▸ **TEXTAUSZUG**:
#####

Amnesty beklagt exzessive Polizeigewalt im Kampf gegen Corona

Berlin - In vielen Ländern werden Maßnahmen zur Bekämpfung der Corona-Pandemie nach Angaben von Menschenrechtlern mit unverhältnismäßiger Gewalt durchgesetzt. Polizeigewalt habe häufig zu Menschenrechtsverstößen geführt und manchmal die Gesundheitskrise noch verschlimmert, erklärte Amnesty International in einem am Donnerstag in Berlin veröffentlichten Bericht. Dabei seien Menschen getötet oder schwer verletzt worden. Insgesamt listete Amnesty Fälle in 60 Ländern auf.

Dem Bericht zufolge kam es zu massenhaften Festnahmen, rechtswidrigen Abschiebungen, Zwangsräumungen und aggressiven Maßnahmen gegen friedlich Protestierende. Regierungen hätten die Pandemie als Grund vorgeschoben, um Menschenrechte einzuschränken und kritische Stimmen zum Schweigen zu bringen.

So sollen iranische Sicherheitskräfte scharfe Munition und Tränengas eingesetzt haben, um Proteste gegen den mangelhaften Schutz von Inhaftierten vor Covid-19 aufzulösen. Dabei wurden laut Amnesty Menschen verletzt und getötet. In Kenia seien allein in den ersten fünf Tagen nach Verhängung einer Ausgangssperre mindestens sieben Personen bei Polizeieinsätzen getötet worden, 16 Menschen hätten stationär behandelt werden müssen. Auch in Angola habe die Polizei zwischen Mai und Juli mindestens sieben junge Männer getötet.

In der Türkei seien zwischen März und Mai Berichten zufolge 510 Menschen festgenommen worden, weil man sie wegen des "Teilens provokativer Coronavirus-Posts" in den sozialen Medien polizeilich befragen wollte. Dies sei ein eindeutiger Verstoß gegen das Recht auf freie Meinungsäußerung, erklärte Amnesty.

#####

▸ **ANGEZEIGTE INFORMATIONEN**:
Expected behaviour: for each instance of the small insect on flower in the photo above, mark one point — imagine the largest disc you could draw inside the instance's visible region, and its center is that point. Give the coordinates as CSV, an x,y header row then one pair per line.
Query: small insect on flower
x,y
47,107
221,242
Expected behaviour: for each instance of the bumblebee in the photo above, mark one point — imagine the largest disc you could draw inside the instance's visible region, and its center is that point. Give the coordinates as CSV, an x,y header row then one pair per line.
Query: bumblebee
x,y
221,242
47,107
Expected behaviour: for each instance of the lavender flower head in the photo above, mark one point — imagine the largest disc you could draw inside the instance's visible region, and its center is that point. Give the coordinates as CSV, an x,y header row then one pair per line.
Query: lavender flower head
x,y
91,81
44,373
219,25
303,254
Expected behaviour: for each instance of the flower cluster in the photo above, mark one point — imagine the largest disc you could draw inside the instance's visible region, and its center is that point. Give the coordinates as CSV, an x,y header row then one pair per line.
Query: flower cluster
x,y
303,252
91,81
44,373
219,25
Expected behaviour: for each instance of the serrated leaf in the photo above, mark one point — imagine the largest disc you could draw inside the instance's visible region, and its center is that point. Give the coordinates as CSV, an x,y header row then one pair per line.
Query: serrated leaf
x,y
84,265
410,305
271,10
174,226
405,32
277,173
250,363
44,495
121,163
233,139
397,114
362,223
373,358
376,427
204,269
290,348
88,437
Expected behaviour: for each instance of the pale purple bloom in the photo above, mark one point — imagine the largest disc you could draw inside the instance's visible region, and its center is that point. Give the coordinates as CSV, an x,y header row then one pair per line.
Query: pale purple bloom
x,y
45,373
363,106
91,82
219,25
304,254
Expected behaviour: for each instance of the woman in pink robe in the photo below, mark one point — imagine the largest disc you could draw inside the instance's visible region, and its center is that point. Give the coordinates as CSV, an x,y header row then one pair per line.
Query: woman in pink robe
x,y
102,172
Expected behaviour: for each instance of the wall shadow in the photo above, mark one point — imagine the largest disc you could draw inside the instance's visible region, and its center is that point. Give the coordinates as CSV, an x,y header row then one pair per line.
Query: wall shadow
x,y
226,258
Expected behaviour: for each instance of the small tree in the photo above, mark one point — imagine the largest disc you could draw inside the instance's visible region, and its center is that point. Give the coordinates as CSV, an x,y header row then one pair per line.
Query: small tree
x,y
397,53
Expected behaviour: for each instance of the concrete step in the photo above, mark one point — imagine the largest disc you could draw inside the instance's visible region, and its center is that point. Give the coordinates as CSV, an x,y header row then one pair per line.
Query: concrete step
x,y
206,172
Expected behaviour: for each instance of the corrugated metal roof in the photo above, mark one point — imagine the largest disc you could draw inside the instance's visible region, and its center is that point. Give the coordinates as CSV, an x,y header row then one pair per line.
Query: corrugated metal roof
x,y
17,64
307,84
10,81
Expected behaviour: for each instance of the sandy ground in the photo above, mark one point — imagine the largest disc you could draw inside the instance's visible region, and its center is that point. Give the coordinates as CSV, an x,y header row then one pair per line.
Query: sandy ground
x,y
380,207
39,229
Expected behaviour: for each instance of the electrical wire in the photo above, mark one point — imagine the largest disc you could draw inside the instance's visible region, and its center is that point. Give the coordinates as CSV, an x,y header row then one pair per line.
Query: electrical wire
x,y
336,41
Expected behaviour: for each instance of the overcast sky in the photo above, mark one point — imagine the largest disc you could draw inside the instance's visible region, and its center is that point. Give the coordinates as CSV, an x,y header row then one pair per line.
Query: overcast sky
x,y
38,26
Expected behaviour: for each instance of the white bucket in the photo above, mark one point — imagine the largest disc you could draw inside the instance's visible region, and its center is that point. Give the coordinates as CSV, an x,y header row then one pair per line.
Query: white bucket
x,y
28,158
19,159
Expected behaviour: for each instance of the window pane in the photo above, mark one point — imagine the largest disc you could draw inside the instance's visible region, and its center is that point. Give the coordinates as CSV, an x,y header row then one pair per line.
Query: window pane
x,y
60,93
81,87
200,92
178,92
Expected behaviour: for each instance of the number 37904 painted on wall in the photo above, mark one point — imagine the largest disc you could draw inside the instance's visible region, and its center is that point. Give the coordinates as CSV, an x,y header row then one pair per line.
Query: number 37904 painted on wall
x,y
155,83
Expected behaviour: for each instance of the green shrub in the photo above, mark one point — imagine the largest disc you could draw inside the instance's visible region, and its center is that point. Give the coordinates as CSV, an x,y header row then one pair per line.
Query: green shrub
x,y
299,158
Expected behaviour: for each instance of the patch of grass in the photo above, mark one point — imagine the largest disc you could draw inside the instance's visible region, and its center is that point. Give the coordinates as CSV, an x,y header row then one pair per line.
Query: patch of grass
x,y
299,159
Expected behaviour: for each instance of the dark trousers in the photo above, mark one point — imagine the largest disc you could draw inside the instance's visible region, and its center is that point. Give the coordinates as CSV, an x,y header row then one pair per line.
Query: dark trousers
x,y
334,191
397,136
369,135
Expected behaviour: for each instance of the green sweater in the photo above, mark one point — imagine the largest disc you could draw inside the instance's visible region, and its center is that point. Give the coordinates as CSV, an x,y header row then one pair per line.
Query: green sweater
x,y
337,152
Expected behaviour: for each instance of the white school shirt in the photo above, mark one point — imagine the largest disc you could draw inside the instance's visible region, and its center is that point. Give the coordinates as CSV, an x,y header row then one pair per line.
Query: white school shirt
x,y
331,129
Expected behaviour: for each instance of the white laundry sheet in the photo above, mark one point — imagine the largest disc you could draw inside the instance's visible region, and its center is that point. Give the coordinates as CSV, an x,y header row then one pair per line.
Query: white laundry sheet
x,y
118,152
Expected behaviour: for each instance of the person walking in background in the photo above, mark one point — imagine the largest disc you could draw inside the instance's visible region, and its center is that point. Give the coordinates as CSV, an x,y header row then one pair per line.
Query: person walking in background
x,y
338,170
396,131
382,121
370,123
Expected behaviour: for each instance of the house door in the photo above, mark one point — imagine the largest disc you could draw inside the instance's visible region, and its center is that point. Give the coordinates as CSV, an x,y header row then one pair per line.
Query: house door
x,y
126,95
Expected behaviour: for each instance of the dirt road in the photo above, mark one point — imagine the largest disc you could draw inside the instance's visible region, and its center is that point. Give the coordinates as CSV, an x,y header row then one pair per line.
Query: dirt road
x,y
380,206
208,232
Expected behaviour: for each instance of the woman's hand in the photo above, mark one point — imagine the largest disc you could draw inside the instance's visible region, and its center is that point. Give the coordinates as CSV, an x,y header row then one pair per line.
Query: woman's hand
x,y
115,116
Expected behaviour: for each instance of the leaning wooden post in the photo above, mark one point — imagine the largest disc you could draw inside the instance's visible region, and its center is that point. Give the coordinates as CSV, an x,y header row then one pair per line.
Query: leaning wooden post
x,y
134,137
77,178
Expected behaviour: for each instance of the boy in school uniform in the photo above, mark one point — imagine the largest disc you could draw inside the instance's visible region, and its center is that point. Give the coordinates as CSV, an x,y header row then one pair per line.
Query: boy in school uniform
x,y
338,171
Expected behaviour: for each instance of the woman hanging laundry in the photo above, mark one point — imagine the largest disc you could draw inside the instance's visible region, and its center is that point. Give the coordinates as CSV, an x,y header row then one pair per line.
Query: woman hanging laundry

#####

▸ **ARBEITSAUFTRAG 1**: Zählen Sie alle Vorgänge auf, die der Textauszug in dem Satz nennt, der mit „Dem Bericht zufolge kam es zu“ beginnt.
▸ **ARBEITSAUFTRAG 2**: Schreiben Sie aus dem Textauszug den Abschnitt ab, der mit den Worten „So sollen iranische“ beginnt und mit „Meinungsäußerung, erklärte Amnesty.“ endet.
Stützen Sie sich ausschließlich auf den Textauszug.

▸ **ANTWORTBEREICH 1**: massenhafte Festnahmen, rechtswidrige Abschiebungen, Zwangsräumungen, aggressive Maßnahmen gegen friedlich Protestierende

▸ **ANTWORTBEREICH 2**:
So sollen iranische Sicherheitskräfte scharfe Munition und Tränengas eingesetzt haben, um Proteste gegen den mangelhaften Schutz von Inhaftierten vor Covid-19 aufzulösen. Dabei wurden laut Amnesty Menschen verletzt und getötet. In Kenia seien allein in den ersten fünf Tagen nach Verhängung einer Ausgangssperre mindestens sieben Personen bei Polizeieinsätzen getötet worden, 16 Menschen hätten stationär behandelt werden müssen. Auch in Angola habe die Polizei zwischen Mai und Juli mindestens sieben junge Männer getötet.

In der Türkei seien zwischen März und Mai Berichten zufolge 510 Menschen festgenommen worden, weil man sie wegen des "Teilens provokativer Coronavirus-Posts" in den sozialen Medien polizeilich befragen wollte. Dies sei ein eindeutiger Verstoß gegen das Recht auf freie Meinungsäußerung, erklärte Amnesty.